Document section:
* * * *

But let's start to look forward to 2021. Today, we talk about:
  • Why you may want to start practicing those vertical-video skills
  • The roll out of Vanish Mode for messages
  • And one Twitter change that's going to stick
This and more in today's e-newsletter. Read on ⬇️
 

 Filming on the vertical  

If there is one social media skill you may want to practice for 2021, perhaps it should be creating vertical videos. That's because this style of post — introduced by Snapchat, copied by Instagram, and tweaked by TikTok — is spreading across social media, and beyond. Even Netflix is experimenting with this style of entertainment viewing. So whether you like it or not, vertical video is now officially a thing. Let me explain. 
 The vertical-video bandwagon 
Vertical video is definitely not new. Instagram famously copied Snapchat by introducing Stories in 2016. And more recently, it launched TikTok copycat Reels in August 2020. Its parent company, Facebook, also offers "Stories." But 2020 saw a number of other platforms invest in vertical video. This includes:
Twitter Fleets (Status: Testing recently expanded to Japan)
LinkedIn Stories (Status: Active)

YouTube Shorts (Status: Being tested in India)
Pinterest Story Pins (Status: In beta testing)

* * * *

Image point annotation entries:
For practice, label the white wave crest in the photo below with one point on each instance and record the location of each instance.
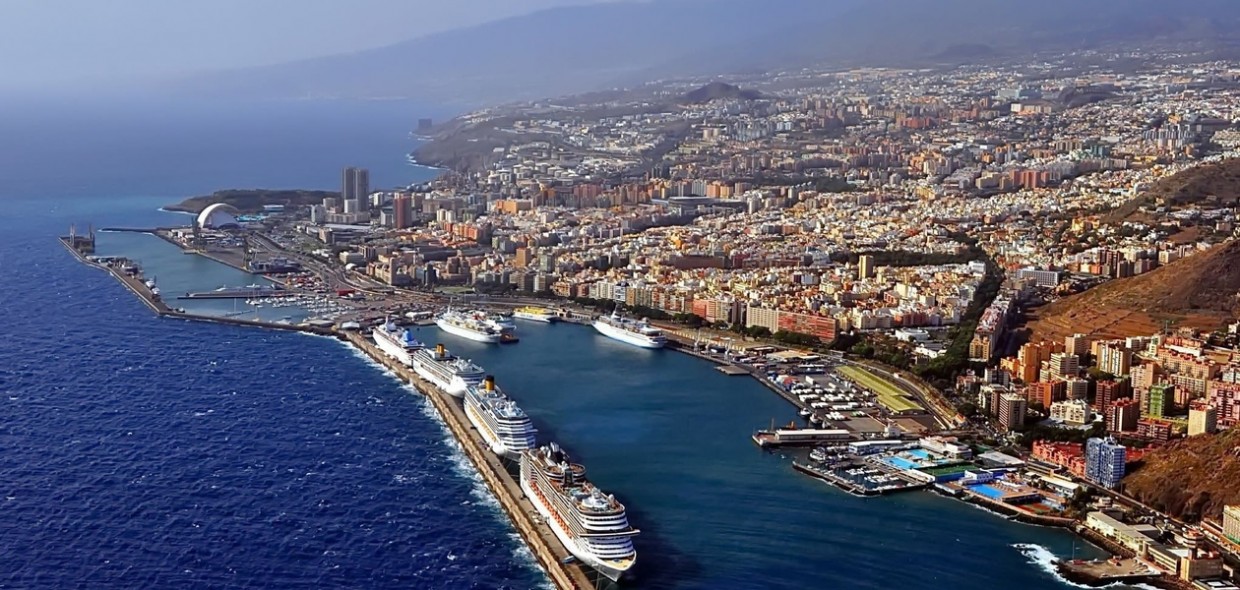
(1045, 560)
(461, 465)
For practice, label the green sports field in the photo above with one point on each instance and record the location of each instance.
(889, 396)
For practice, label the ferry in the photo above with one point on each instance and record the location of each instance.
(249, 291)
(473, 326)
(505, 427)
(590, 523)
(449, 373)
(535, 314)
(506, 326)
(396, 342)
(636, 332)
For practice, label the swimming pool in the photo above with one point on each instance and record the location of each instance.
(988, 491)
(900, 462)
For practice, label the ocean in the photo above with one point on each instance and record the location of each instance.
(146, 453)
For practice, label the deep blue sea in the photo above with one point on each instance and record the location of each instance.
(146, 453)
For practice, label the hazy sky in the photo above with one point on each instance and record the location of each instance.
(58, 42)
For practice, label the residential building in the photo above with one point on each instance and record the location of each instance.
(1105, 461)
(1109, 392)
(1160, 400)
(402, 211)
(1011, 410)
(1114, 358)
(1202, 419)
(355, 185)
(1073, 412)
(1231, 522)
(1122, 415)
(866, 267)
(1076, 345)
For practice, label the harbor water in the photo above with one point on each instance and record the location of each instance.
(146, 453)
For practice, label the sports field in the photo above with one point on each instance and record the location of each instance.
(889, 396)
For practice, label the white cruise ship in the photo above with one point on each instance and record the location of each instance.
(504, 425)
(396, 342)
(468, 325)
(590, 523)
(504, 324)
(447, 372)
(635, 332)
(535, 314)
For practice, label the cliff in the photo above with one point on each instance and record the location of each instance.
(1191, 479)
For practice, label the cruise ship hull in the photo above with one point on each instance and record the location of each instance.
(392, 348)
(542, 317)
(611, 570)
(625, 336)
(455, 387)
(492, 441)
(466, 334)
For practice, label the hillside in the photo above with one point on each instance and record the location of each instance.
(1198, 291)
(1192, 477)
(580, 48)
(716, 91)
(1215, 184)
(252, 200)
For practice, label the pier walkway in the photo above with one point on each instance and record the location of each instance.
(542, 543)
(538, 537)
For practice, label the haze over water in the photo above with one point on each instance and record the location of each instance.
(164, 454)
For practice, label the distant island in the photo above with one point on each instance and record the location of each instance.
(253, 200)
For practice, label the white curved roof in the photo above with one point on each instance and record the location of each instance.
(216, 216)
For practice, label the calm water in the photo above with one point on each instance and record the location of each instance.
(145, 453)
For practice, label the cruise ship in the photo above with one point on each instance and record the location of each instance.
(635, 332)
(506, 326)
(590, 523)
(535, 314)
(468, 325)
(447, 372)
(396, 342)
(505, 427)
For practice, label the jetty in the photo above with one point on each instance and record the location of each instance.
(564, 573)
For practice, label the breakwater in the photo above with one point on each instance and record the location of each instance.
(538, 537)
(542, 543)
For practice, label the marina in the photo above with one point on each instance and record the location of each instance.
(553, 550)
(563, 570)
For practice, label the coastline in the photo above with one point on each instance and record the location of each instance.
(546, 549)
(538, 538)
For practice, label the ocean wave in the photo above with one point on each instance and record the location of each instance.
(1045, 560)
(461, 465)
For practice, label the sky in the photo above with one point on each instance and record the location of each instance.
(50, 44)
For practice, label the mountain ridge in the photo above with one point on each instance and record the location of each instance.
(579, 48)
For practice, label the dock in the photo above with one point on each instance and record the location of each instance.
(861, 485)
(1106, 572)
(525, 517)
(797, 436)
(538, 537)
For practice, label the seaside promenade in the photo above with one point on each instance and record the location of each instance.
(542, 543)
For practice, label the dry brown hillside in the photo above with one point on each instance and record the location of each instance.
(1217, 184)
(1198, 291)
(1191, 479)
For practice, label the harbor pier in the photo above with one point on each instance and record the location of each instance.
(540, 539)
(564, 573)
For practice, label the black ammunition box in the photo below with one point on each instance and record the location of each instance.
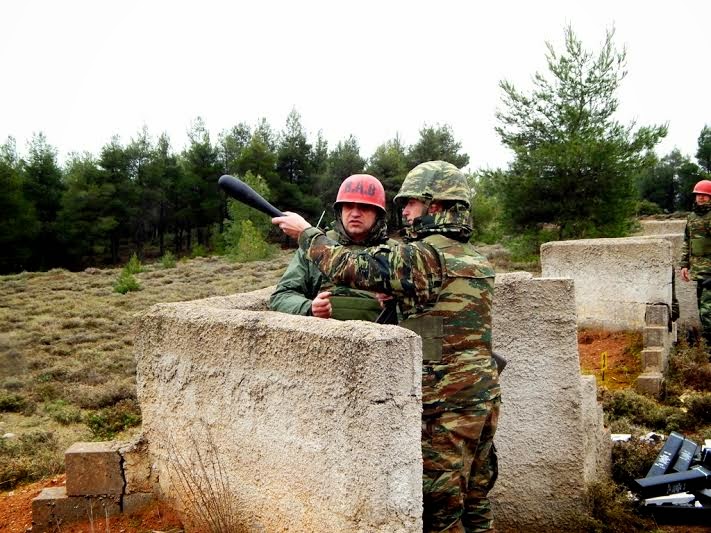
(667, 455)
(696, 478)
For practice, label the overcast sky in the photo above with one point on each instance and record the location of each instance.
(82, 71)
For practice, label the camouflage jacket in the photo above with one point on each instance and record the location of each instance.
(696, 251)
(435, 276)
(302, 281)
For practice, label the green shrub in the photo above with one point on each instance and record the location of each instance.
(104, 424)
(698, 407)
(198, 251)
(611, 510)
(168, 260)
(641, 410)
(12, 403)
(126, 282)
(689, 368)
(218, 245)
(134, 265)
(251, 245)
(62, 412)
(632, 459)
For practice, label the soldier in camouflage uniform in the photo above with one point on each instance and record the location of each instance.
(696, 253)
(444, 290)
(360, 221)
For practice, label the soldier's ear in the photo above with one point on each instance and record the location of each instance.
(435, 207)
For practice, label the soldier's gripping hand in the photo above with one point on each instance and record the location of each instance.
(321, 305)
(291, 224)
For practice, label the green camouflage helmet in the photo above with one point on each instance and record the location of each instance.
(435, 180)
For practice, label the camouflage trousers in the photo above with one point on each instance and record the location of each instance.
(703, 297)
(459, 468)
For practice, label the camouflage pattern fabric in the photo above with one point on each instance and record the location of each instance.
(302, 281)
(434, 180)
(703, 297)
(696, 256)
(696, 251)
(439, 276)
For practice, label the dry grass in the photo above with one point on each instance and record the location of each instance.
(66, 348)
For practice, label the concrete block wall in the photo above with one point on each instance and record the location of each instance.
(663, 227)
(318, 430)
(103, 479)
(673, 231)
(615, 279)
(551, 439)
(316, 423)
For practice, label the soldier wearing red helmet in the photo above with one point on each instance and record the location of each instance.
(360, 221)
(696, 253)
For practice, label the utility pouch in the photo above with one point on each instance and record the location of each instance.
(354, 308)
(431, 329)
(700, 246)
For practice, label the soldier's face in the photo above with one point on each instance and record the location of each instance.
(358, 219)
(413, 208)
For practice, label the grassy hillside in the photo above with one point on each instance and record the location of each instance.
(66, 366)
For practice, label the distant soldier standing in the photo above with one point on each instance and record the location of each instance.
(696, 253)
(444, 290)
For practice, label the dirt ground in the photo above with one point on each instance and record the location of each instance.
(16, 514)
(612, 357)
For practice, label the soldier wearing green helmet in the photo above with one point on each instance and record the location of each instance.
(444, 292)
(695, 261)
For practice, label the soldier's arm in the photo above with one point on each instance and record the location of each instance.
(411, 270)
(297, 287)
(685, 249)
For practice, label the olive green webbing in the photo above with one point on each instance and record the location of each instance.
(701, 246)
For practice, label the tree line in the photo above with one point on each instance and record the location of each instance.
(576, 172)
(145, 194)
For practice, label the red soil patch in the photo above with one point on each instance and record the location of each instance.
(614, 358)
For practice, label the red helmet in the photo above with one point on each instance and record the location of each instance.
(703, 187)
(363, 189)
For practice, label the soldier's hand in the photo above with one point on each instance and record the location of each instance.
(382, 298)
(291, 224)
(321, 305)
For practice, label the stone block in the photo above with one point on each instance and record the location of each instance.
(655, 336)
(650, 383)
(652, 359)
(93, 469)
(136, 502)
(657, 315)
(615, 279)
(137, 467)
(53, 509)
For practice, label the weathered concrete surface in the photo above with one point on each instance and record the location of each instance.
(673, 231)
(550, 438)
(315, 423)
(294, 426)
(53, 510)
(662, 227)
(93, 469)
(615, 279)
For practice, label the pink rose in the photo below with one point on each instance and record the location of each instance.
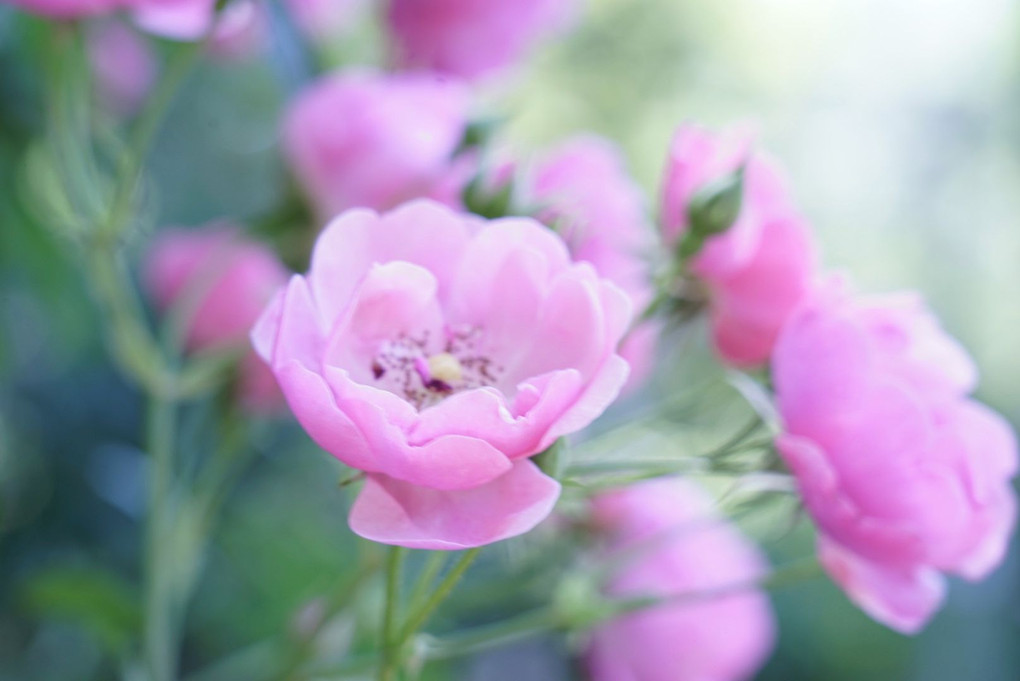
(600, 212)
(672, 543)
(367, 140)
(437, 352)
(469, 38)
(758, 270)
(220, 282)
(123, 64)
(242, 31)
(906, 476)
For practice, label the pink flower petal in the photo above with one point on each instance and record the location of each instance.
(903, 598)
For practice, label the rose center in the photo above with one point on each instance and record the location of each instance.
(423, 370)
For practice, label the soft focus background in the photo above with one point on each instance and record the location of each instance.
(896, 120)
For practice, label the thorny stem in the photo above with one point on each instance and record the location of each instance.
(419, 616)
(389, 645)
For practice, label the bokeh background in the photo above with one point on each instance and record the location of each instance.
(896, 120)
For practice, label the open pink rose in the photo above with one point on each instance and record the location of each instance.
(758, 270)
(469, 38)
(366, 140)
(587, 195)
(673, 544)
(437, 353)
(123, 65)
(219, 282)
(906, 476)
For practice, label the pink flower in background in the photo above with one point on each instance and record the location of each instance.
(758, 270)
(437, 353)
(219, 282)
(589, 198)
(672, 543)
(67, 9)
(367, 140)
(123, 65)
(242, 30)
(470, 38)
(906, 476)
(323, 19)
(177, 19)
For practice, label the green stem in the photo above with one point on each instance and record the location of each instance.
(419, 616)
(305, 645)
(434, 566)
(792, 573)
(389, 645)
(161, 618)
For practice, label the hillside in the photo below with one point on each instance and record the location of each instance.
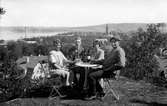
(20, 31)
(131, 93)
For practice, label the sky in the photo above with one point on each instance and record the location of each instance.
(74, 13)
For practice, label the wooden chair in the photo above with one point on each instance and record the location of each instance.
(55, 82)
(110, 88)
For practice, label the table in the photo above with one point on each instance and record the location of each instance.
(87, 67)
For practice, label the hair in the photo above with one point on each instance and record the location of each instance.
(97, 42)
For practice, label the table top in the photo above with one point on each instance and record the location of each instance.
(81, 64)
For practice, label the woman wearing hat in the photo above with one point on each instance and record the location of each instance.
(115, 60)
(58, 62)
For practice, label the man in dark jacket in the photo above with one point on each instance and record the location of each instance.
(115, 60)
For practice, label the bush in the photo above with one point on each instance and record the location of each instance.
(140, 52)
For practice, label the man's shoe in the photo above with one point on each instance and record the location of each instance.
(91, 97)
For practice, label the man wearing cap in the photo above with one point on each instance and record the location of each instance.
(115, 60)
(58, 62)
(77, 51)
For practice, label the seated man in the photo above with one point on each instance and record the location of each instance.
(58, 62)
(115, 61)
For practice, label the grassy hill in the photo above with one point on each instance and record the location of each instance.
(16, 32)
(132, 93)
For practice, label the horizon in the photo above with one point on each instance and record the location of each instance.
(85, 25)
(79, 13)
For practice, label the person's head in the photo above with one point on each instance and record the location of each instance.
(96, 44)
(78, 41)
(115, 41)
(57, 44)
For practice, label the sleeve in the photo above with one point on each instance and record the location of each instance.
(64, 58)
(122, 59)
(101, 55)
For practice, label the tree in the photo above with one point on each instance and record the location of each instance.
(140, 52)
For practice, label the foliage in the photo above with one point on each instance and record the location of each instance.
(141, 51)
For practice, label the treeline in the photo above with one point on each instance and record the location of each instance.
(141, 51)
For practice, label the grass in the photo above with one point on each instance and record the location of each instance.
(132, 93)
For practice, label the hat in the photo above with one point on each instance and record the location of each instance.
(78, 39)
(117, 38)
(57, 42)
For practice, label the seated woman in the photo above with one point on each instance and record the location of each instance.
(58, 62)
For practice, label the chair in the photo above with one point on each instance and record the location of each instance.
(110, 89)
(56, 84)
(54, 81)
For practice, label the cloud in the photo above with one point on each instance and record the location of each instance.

* * * *

In the newsletter excerpt, when did Instagram launch Reels?

August 2020